- _JOB_:
Would you restate all the data that follows, word for word?

- _EXERCISE INPUTS_:
— BEGIN —
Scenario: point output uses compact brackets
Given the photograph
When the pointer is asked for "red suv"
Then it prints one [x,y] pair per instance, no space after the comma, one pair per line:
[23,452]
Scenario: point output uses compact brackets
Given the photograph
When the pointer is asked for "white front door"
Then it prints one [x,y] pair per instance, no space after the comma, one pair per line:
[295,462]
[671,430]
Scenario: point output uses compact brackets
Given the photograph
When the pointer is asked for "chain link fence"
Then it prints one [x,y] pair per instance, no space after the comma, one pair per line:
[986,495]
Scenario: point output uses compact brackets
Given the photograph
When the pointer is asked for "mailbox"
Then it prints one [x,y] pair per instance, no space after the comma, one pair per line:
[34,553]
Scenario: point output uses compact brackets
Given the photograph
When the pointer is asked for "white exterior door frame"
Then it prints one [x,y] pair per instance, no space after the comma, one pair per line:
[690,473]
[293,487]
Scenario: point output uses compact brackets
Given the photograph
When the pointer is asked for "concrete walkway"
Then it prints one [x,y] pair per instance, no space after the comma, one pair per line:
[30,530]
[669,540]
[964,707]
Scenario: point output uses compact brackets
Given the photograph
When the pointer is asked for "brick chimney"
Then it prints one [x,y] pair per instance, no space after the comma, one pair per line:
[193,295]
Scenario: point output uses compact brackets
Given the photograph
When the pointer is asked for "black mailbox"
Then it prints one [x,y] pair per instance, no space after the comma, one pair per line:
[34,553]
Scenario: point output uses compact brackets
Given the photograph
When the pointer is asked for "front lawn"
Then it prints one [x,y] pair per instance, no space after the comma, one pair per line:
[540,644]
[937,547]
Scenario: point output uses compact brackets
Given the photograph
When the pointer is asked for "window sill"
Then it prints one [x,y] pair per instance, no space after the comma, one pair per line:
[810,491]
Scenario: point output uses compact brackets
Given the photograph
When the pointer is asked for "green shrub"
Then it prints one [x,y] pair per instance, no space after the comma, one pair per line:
— END —
- _WRITTEN SOLUTION_:
Scenario: point output uses compact brackets
Given the photograph
When the pointer is asked for "red suv"
Then it prints one [x,y] pair per instance, no space after the comma, one pair per line:
[23,452]
Scenario: point output uses compact brackets
Given the photograph
When the pointer is asked for "white front door"
Then it prints one [x,y] pair per instance, no space after the comma, one pair per line:
[295,462]
[671,430]
Scenario: point output uses compact brackets
Given the photograph
When the pointer is asked for "chain link fence"
Then it prints one [x,y] pair per instance, no space after the comma, one pair per line:
[986,495]
Scenario: point output uses compact brackets
Given the photograph
When the pointer is asked for "mailbox"
Then it prints one [x,y] pair per instance, no space after the comma, one pair per line:
[34,553]
Scenario: point output uses compact brackets
Given the photograph
When the pointer is asked for "white exterior door frame"
Then it prints one [x,y] pair per instance, no space after the comma, one pair per line:
[690,473]
[293,487]
Scenario: point output uses compact brackets
Given the photograph
When the pointer is asked for "concrete walkway"
Then it prints one [x,y] pair per instance, no space after the comma, one pair per line:
[30,530]
[669,540]
[964,707]
Scenario: point output uses compact brackets
Given the photograph
When the pointer is asked for "brick chimney"
Then it prints one [x,y] pair per instance, no space after the comma, one pair per line:
[193,295]
Scenario: point output uses compact brackets
Given the photograph
When the pointer is asked for "black mailbox"
Then it prints one [x,y] pair per instance, no space after the comma, one pair per line:
[34,553]
Scenario: point output uses compact brackets
Given the photograph
When the pointer is asked for "front lawn"
Then it prints one [x,y] pair per instance, no space after the comma, one pair per line:
[540,644]
[937,547]
Scenario: point output uses compact brackets
Given the photograph
When the pointer is asked for "window sill"
Then it prints one [x,y] pair per instance, no space after the comma, one pair per line:
[810,491]
Scenario: point output uses compact brackets
Given the photograph
When the pointer is asked for "green shrub"
Then it prints one [x,y] pair per instance, no space after the comma, one pair per line:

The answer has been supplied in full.